→ **Data**
○ ○ ○ ○ ○ ○ ○
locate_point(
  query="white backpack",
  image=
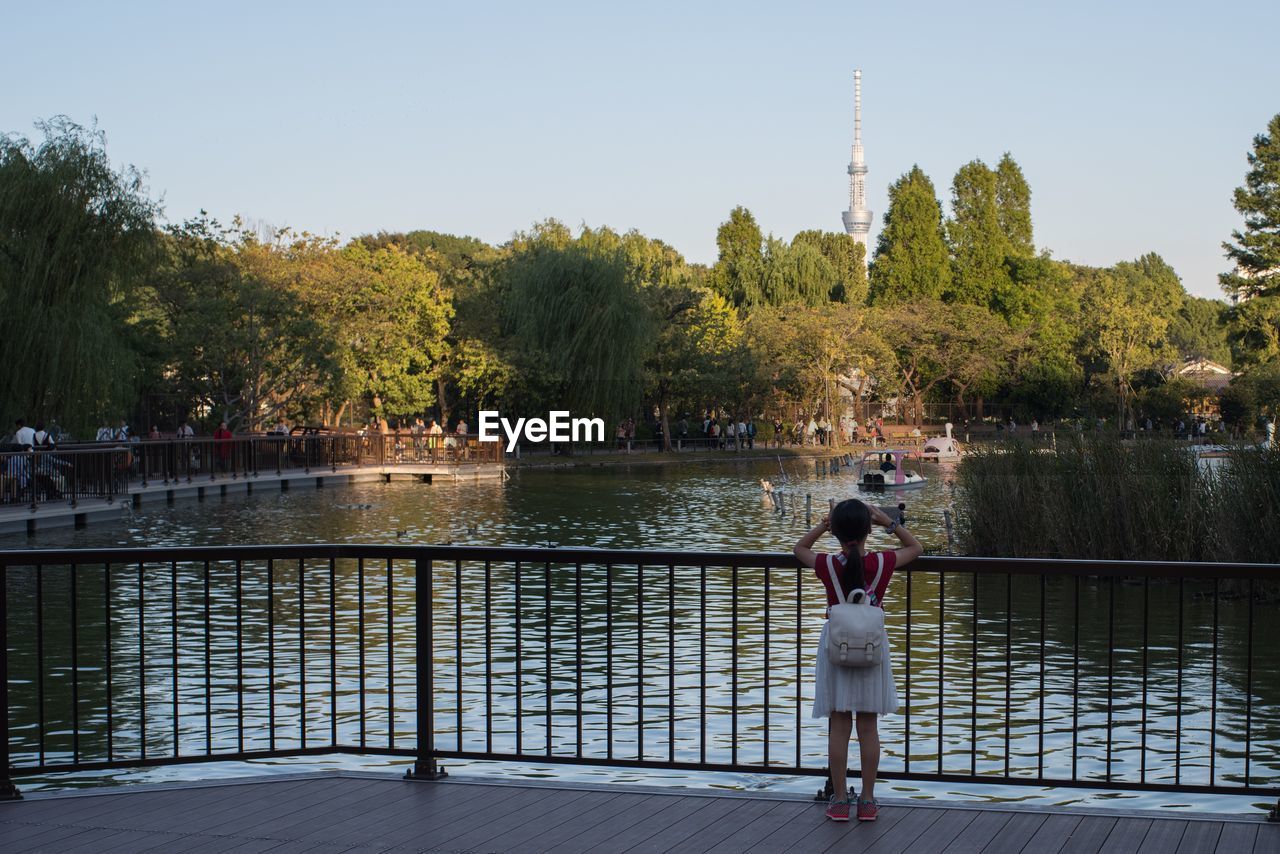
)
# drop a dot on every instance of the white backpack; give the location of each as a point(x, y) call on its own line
point(855, 628)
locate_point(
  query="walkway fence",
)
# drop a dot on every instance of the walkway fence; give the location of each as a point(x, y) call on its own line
point(73, 473)
point(1100, 675)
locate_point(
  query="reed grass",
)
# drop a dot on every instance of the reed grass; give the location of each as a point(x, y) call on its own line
point(1095, 498)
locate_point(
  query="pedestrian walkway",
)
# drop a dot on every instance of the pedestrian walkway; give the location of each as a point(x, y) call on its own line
point(368, 812)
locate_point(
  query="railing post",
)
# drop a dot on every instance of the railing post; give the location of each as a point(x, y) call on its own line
point(8, 791)
point(424, 762)
point(31, 478)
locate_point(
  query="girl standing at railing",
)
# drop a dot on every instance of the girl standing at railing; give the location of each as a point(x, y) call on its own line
point(842, 692)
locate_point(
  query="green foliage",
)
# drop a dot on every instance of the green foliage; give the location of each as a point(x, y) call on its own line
point(805, 351)
point(1198, 329)
point(1014, 206)
point(796, 273)
point(577, 309)
point(933, 343)
point(1255, 330)
point(740, 268)
point(1238, 405)
point(1097, 499)
point(389, 319)
point(1256, 250)
point(848, 259)
point(912, 260)
point(1170, 400)
point(240, 342)
point(76, 243)
point(1261, 383)
point(977, 240)
point(1128, 311)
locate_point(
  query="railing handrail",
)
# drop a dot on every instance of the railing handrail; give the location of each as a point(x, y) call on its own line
point(570, 555)
point(653, 638)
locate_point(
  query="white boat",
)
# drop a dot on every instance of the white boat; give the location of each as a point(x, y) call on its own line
point(887, 469)
point(942, 448)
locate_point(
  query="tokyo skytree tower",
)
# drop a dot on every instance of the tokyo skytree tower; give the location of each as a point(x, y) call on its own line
point(858, 219)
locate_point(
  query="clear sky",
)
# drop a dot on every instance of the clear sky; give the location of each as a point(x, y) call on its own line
point(1130, 119)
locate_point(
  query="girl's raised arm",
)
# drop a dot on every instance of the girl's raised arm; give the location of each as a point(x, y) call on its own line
point(912, 547)
point(803, 549)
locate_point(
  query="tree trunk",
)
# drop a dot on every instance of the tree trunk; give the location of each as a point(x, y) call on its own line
point(442, 401)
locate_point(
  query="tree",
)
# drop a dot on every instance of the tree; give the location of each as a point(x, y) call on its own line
point(739, 270)
point(581, 322)
point(388, 318)
point(1042, 306)
point(242, 343)
point(936, 343)
point(77, 238)
point(1128, 310)
point(977, 238)
point(1014, 206)
point(1198, 329)
point(699, 334)
point(1255, 332)
point(796, 273)
point(805, 352)
point(1256, 250)
point(848, 259)
point(912, 260)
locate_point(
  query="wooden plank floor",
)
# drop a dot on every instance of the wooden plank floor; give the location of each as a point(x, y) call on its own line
point(371, 813)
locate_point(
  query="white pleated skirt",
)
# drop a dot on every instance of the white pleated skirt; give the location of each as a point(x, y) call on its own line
point(853, 689)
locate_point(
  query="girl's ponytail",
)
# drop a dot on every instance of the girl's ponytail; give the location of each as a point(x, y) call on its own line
point(851, 523)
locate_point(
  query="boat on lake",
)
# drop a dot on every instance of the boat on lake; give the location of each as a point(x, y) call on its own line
point(887, 470)
point(942, 448)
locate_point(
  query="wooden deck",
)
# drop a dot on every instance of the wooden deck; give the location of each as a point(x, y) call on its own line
point(341, 812)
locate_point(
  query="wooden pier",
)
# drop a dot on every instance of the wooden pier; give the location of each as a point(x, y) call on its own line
point(21, 519)
point(371, 812)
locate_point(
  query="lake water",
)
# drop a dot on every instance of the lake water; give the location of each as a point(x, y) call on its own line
point(704, 507)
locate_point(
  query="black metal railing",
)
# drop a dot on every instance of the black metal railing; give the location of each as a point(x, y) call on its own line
point(110, 470)
point(1102, 675)
point(33, 478)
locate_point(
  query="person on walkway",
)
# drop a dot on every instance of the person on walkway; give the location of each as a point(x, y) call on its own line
point(42, 437)
point(23, 434)
point(840, 693)
point(223, 446)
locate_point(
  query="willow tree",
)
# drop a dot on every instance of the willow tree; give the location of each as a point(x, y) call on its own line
point(912, 260)
point(580, 319)
point(76, 241)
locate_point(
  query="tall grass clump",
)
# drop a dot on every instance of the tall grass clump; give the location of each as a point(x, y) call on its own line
point(1093, 498)
point(1244, 498)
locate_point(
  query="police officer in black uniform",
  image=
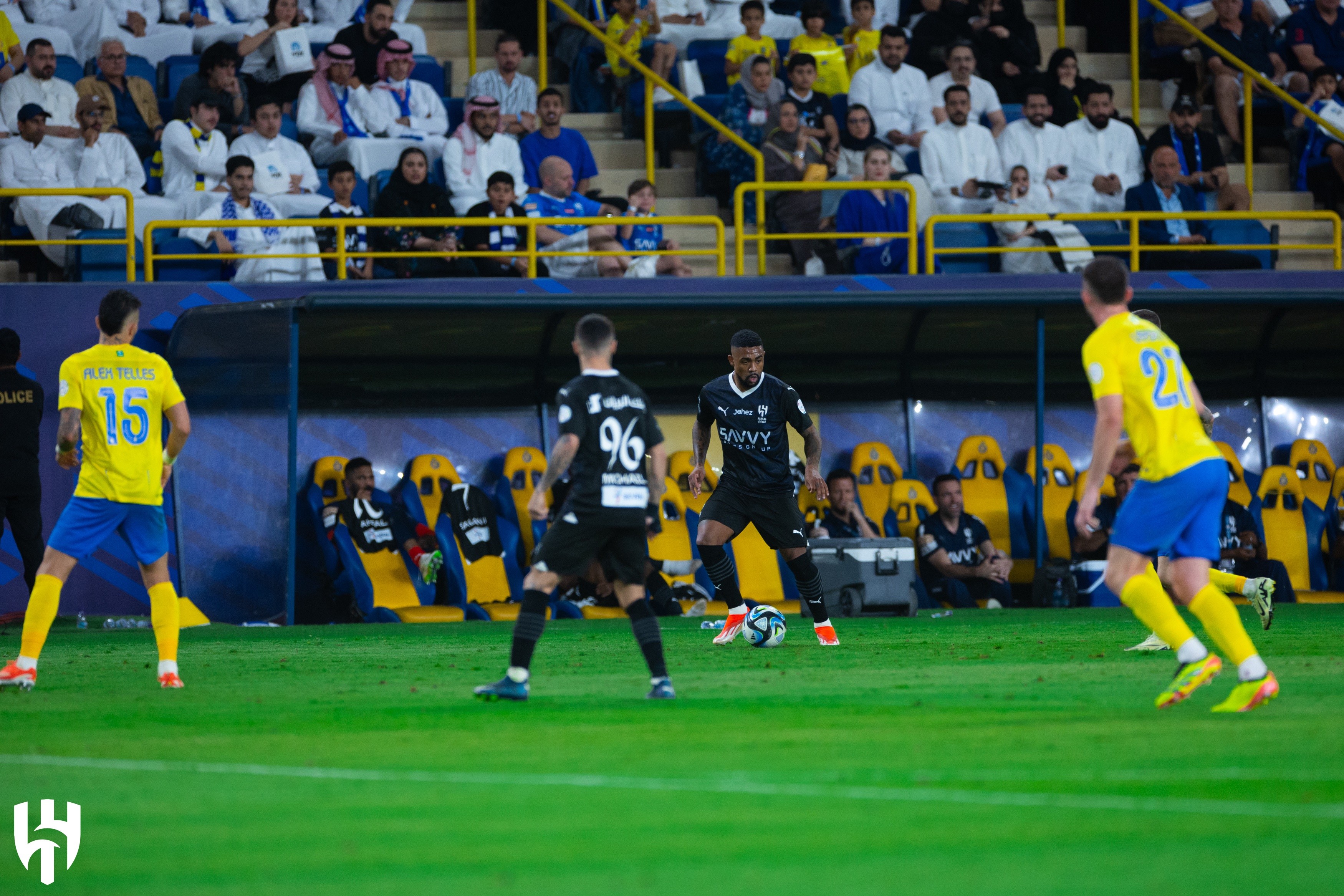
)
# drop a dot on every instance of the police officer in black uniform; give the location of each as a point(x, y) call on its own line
point(607, 429)
point(21, 489)
point(752, 410)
○ ○ ○ ○ ○ ○ ○
→ **Work order**
Please print every record exactly, leaving out the pictures.

→ **Solution**
locate_point(
  query="white backpack",
  image=
)
# drop a dot on every instance of the white backpack; give the location of each as a point(x, y) call on its own line
point(855, 628)
locate_point(
  query="walkway fence",
)
# drop a dot on every instance of the walkway fence; give the location of each as a point(x, y) call on its own line
point(73, 473)
point(1100, 675)
locate_point(
  query="reed grass",
)
# drop a dot on every instance of the reed grass; give the location of each as a point(x, y) call on its own line
point(1095, 498)
locate_point(
  query="pedestrian walkway",
)
# drop a dot on every instance of the pedestrian walkway; give the location of each as a point(x, y) call on its own line
point(368, 812)
locate_point(
  query="railing post",
)
# drop a dot on every instance of the railing post; give the location of each as a point(x, y) call on its own line
point(8, 791)
point(424, 762)
point(31, 478)
locate_point(
  query="girl standing at railing",
)
# drop a dot on every instance of the girl standing at railing; give the location of each as a point(x, y) call on its own line
point(842, 692)
locate_point(
  query="green foliage",
)
# drop a dot on every instance of the green foliage; give the location of each as a point(x, y) call on its own line
point(805, 351)
point(1198, 329)
point(1014, 206)
point(796, 273)
point(577, 309)
point(933, 343)
point(1255, 330)
point(740, 268)
point(1238, 405)
point(1097, 499)
point(389, 319)
point(1256, 250)
point(848, 259)
point(912, 260)
point(1170, 400)
point(240, 342)
point(76, 243)
point(1261, 383)
point(977, 240)
point(1128, 311)
locate_point(
  query="railing handrail",
)
# drop a dot on every instance of the railing handrail; give the location of each as a point(x, y) call on its own line
point(570, 555)
point(653, 638)
locate_point(
  query="white boat",
)
# drop a dot on every instance of the white boat; give the location of each as a point(x, y) call on its own line
point(887, 469)
point(942, 448)
locate_point(
  query="tokyo skytree tower",
)
# drop a dot on every instance of the tokyo skytree tower; give the location of each as a point(x, y) call on its own line
point(858, 219)
locate_point(
  query="clear sky",
)
# drop a dot on every instance of the clear sky; give the location of each as a point(x, y) call on its own line
point(1130, 119)
locate_point(
  query="girl's raised arm",
)
# drop a dot on every instance of the girl's raised arm; give the location of each as a point(x, y) call on its own line
point(912, 547)
point(803, 549)
locate_point(
  query="tree trunk",
)
# drop a dot on every instance of the tree trunk; give the location of each as a point(x, y) call on its own line
point(442, 401)
locate_point(
  query="tree",
)
# drop a dot on every instance of the tree; give the location of each as a point(x, y) call on its own line
point(739, 270)
point(581, 322)
point(388, 318)
point(1042, 306)
point(242, 343)
point(936, 343)
point(77, 238)
point(1128, 310)
point(977, 238)
point(1014, 206)
point(1198, 329)
point(699, 334)
point(1255, 332)
point(796, 273)
point(805, 352)
point(1256, 250)
point(848, 259)
point(912, 260)
locate_point(
  query="wooden plank floor",
)
# drop a dot on every instance of the wooden plank floor; give the location of each as a point(x, y) call on its own line
point(371, 813)
locate_point(
  query="white pleated skirt",
)
# drop a dot on every instance of the white pleated skirt; give the location of each as a point(x, y) call on its own line
point(853, 689)
locate_point(
  query="girl's ponytail",
)
# drop a dot on every instance of the girl's ponytail; give the location of each as a point(x, y) call on its own line
point(851, 523)
locate_point(
  query="boat on lake",
)
# drop a dot on every instance of the boat on lake; give the location of each as a point(x, y) call on its own line
point(887, 470)
point(942, 448)
locate_point(
  query="wooden deck",
)
# drop a dot on every instance of the wooden deck; give the location of each as a point(x, y) call on its own line
point(341, 812)
locate_point(
  query="wooden pier",
)
# drop a dot on every instance of the wooden pier; give the location of each as a point(x, y) call on its own line
point(21, 519)
point(371, 812)
locate_point(
  query="lake water",
)
# drop a dot on every instance of the lake water; give the location of each as a point(x, y) call on its own line
point(704, 507)
locate_point(
  query="black metal railing",
)
# drop a dot on every instance of the black metal railing; give the location of each as a point(x, y) call on its own line
point(110, 470)
point(1102, 675)
point(33, 478)
locate_point(
  query="person on walkway",
)
# drop a dot on every instance of the person on walkway; give the location of each as a point(x, y) call on its own line
point(42, 437)
point(23, 434)
point(840, 693)
point(223, 446)
locate_point(
  query="willow tree",
)
# drop a dot on every instance of the willow tree; give the location of each as a point(x, y) call on its own line
point(912, 260)
point(580, 319)
point(76, 241)
locate_point(
  query="tall grass clump",
)
# drop a dot on every instance of the tall grass clump; give the location of each as a point(x, y) call on its own line
point(1093, 498)
point(1244, 498)
locate_point(
  query="police officer in black uniform",
  image=
)
# drop a dot on every instance of the police officer in black uniform; give the location of each as a point(x, y) call on its own line
point(607, 429)
point(21, 489)
point(752, 410)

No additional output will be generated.